RECORD SET section start
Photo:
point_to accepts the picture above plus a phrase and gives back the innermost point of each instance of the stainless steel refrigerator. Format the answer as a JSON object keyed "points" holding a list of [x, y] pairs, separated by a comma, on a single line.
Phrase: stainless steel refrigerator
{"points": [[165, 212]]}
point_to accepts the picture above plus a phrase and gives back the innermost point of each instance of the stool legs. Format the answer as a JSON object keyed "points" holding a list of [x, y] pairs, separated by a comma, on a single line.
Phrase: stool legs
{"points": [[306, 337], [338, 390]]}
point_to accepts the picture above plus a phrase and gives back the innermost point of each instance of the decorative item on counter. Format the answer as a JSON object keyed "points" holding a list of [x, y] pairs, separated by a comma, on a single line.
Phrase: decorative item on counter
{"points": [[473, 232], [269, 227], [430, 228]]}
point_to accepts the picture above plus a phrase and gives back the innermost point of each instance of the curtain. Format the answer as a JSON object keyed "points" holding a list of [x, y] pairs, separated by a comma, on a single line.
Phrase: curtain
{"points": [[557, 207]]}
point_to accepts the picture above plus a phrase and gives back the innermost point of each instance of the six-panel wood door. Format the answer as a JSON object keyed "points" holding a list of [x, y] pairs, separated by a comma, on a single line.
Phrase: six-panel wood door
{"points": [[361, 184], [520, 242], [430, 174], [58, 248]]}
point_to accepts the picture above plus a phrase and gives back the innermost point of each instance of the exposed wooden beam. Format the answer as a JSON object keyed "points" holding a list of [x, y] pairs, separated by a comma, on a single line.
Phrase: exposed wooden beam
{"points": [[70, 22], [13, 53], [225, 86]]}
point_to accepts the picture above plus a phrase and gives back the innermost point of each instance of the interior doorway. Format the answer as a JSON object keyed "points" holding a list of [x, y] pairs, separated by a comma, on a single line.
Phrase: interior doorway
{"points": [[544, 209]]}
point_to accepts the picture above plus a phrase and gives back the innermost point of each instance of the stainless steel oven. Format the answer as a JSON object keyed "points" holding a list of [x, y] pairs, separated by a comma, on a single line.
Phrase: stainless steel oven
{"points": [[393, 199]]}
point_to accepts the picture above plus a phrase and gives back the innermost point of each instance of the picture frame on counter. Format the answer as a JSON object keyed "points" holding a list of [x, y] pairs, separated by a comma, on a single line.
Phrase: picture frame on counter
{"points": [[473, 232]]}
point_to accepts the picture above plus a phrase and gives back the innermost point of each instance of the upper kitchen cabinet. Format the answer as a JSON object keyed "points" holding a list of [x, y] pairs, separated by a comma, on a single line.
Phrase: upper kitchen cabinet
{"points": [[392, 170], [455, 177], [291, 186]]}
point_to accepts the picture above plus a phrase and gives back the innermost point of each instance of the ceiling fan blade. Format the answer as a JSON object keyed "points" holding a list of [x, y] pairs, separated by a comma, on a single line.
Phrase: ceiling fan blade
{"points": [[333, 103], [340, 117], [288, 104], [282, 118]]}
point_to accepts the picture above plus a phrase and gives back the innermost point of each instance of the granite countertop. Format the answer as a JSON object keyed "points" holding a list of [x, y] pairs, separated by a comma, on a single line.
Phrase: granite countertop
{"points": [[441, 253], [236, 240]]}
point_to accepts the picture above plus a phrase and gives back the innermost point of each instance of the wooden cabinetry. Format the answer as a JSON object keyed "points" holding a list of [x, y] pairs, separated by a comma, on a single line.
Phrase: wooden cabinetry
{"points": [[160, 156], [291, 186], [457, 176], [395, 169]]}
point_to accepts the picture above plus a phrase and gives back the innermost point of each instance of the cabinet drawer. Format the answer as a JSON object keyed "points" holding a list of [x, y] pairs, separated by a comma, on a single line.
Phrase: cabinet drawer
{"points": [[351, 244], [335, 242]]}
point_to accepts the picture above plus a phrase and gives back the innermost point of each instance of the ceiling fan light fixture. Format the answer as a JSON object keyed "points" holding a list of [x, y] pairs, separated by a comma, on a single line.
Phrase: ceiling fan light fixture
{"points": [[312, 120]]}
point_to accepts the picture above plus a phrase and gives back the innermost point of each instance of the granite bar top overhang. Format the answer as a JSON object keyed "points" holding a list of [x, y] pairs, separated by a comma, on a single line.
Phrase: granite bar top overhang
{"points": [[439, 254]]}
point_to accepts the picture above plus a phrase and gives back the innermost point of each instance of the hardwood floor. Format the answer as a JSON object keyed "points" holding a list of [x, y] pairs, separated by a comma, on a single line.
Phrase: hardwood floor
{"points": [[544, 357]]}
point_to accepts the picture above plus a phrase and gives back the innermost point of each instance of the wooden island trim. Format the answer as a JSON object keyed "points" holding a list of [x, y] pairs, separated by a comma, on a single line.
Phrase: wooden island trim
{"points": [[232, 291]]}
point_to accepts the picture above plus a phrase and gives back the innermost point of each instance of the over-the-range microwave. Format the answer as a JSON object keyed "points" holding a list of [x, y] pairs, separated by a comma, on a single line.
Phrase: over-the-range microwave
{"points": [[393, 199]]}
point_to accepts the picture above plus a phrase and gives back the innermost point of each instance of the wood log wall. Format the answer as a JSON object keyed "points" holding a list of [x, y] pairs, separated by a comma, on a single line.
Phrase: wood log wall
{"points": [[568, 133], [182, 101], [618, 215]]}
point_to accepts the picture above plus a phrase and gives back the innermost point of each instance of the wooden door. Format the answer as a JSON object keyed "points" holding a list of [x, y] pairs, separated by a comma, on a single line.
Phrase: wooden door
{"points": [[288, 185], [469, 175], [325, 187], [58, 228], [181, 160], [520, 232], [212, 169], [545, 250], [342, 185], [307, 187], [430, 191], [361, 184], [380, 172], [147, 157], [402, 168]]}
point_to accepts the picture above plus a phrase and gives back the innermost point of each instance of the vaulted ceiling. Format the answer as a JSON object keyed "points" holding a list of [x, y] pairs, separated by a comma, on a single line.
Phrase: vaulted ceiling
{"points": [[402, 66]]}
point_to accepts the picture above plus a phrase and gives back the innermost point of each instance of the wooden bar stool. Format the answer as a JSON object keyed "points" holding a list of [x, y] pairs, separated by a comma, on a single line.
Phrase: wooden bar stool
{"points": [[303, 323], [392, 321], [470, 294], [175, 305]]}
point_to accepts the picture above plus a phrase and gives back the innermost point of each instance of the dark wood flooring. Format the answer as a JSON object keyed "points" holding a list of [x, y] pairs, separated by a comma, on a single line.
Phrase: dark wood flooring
RECORD SET section end
RECORD SET section start
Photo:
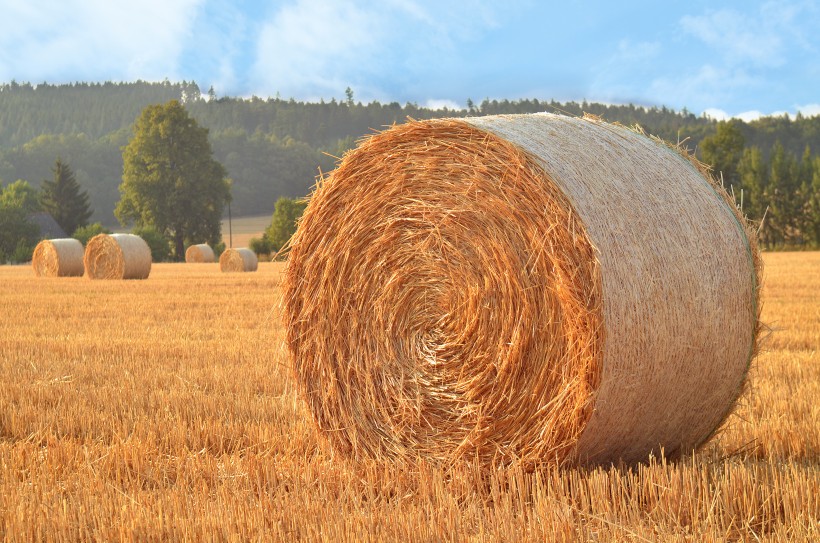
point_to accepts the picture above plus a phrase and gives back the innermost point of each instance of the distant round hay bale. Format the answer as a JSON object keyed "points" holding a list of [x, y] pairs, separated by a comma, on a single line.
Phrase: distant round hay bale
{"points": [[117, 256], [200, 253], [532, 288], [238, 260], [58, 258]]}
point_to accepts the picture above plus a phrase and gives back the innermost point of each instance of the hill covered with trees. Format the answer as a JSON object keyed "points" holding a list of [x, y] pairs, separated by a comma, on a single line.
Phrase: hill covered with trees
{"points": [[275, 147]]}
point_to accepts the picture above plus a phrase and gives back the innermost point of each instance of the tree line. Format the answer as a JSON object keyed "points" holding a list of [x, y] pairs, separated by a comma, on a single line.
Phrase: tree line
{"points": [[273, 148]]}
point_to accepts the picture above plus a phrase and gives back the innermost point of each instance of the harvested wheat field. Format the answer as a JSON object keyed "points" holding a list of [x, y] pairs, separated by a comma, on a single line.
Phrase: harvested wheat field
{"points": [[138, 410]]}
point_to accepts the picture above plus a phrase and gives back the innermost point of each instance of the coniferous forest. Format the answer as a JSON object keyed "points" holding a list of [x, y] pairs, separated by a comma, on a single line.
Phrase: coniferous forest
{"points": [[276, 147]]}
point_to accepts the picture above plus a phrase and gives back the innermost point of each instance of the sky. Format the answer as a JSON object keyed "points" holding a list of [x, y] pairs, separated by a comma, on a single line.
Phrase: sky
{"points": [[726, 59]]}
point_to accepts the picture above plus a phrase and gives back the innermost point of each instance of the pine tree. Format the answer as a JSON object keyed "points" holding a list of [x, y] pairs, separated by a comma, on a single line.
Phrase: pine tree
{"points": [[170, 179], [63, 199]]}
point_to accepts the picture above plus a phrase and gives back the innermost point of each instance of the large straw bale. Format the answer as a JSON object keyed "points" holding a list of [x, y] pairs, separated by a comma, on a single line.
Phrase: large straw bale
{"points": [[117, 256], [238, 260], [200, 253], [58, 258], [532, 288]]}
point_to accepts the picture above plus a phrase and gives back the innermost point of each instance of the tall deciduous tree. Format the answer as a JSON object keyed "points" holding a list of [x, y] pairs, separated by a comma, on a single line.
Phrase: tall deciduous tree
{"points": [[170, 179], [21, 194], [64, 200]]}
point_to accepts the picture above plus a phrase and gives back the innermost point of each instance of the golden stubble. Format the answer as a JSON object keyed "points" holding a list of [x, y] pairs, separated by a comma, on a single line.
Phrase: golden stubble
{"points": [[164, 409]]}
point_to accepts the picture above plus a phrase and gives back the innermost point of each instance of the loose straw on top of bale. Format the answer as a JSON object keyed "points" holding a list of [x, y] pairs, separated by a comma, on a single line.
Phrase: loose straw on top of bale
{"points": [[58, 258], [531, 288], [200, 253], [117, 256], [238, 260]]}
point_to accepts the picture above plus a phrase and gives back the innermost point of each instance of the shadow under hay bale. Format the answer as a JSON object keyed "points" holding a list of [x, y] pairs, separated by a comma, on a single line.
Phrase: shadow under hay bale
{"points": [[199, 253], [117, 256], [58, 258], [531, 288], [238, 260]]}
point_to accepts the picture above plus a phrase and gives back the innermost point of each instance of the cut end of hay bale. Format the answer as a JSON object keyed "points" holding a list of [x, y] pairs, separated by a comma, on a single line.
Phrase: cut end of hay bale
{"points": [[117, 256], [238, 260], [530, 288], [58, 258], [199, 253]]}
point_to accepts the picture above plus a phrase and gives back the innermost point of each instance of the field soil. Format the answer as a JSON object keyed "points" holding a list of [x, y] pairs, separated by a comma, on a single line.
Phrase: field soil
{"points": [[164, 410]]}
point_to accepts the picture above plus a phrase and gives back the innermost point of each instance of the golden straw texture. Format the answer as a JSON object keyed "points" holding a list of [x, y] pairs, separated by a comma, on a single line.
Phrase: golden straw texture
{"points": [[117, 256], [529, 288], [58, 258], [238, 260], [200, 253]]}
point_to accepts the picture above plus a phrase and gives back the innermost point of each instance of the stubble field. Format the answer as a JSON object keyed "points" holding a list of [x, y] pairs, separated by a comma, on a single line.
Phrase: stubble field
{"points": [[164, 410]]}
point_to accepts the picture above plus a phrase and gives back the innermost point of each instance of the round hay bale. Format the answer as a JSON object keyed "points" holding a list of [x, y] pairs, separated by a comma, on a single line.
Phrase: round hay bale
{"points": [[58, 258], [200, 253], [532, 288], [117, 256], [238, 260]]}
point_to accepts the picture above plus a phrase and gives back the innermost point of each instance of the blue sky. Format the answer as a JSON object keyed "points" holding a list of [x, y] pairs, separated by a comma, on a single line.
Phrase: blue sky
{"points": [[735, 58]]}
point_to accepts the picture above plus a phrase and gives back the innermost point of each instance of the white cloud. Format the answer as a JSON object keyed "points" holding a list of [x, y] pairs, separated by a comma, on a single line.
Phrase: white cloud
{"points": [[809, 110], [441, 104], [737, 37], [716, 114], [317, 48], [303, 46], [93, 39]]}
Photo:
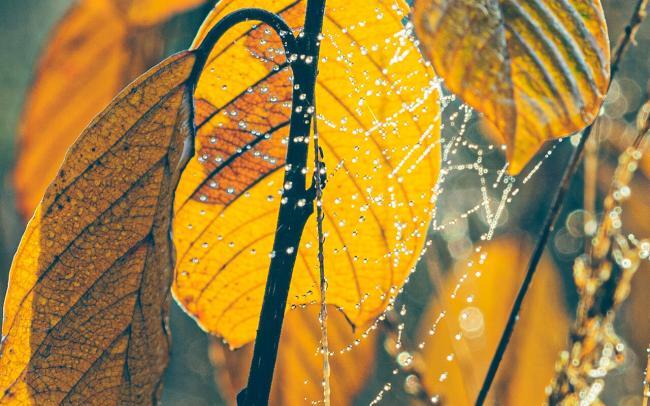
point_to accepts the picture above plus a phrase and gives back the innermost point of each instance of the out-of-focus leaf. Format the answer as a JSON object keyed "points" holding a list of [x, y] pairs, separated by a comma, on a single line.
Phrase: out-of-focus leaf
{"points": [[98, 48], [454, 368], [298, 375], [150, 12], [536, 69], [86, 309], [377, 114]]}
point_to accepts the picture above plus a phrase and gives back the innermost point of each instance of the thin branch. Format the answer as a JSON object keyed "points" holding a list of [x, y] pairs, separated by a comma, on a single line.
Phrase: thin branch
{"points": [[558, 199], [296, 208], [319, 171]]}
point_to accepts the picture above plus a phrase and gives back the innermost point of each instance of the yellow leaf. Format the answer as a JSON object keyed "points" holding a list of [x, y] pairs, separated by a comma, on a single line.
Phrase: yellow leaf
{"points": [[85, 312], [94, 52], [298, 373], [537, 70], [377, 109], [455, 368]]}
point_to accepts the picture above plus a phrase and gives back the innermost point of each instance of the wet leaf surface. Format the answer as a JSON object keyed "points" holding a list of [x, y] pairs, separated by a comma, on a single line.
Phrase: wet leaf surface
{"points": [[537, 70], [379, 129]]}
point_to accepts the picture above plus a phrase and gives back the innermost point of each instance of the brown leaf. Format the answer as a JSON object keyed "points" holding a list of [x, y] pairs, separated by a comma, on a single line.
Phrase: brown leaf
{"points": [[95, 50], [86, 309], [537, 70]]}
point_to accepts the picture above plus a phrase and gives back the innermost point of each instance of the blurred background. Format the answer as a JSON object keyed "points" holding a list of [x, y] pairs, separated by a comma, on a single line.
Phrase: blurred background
RECORD SET section end
RECORD SET section start
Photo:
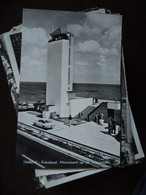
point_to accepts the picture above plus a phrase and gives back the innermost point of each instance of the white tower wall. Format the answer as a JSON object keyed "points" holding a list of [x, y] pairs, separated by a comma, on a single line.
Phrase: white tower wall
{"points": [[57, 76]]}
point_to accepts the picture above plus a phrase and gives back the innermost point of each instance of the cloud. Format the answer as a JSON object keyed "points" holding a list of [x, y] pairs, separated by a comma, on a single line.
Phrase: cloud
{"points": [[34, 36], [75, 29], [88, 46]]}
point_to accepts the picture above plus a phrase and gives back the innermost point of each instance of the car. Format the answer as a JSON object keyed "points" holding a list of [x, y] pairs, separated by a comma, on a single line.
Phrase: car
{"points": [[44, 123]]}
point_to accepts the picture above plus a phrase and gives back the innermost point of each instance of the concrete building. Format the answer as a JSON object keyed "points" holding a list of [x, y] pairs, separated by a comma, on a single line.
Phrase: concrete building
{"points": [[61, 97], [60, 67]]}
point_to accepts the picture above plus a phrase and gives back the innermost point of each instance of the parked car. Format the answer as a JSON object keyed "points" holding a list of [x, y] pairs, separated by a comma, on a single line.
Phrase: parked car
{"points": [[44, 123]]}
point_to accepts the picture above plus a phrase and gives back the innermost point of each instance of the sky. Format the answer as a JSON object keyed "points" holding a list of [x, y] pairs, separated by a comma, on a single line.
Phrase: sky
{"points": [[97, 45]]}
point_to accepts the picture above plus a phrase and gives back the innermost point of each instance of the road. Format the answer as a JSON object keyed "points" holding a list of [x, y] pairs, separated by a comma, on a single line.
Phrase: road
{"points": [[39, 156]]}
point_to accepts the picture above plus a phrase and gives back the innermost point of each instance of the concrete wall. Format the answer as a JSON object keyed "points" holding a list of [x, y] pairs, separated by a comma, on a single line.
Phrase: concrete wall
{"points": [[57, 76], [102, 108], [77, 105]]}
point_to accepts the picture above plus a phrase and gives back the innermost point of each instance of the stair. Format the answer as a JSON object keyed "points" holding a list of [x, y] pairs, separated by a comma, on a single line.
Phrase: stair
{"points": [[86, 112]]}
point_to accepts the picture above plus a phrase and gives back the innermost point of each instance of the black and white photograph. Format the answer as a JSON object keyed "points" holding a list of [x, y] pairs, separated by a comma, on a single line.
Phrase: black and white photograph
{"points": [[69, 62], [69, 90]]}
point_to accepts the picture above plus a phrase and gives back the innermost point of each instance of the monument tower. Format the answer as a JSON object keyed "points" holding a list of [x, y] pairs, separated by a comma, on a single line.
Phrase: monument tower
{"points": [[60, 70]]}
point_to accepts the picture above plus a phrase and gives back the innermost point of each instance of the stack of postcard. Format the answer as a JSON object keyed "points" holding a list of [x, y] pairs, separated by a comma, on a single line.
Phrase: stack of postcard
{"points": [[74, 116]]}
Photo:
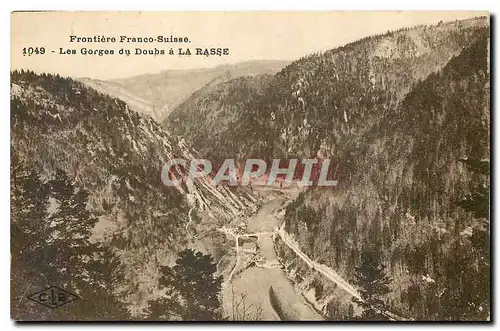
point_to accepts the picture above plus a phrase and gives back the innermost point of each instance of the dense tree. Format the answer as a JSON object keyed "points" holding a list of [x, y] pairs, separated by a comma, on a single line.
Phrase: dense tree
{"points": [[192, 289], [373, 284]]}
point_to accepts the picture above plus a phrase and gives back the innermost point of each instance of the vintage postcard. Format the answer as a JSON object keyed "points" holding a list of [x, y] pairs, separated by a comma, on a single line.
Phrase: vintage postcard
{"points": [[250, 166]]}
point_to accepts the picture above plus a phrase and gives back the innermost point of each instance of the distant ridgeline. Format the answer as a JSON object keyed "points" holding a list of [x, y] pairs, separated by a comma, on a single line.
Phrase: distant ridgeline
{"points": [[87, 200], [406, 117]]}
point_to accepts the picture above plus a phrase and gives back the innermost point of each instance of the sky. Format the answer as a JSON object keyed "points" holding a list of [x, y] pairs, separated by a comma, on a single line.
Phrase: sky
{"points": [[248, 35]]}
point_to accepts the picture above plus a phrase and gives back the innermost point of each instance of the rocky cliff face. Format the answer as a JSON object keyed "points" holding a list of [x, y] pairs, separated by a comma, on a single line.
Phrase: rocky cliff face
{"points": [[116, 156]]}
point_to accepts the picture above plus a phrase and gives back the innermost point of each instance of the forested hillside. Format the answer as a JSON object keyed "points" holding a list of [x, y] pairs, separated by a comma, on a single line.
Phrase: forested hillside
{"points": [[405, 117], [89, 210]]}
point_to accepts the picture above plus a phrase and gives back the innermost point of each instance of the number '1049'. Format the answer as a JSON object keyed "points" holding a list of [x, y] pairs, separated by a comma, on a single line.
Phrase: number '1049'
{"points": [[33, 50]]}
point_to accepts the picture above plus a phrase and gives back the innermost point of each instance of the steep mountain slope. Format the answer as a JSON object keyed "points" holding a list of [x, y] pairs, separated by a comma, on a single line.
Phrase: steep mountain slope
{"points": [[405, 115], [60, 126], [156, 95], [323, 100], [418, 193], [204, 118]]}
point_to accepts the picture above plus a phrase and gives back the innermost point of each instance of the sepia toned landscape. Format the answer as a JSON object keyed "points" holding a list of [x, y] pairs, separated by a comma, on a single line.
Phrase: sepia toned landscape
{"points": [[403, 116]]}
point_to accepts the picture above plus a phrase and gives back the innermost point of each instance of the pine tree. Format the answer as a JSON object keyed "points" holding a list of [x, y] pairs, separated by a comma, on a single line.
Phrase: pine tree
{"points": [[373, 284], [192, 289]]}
RECORD SET section end
■ **THE PROBLEM**
For the string "dark", find every line of the material that contains it, and copy each one.

■ **TASK RESULT**
point_to accepts the picture above plus a phrase and gives back the innermost point of each instance of the dark wood flooring. Format the answer as a JSON object keyed "points" holding a list of [x, y] pairs, separated by a comma, on a single line.
Phrase: dark wood flooring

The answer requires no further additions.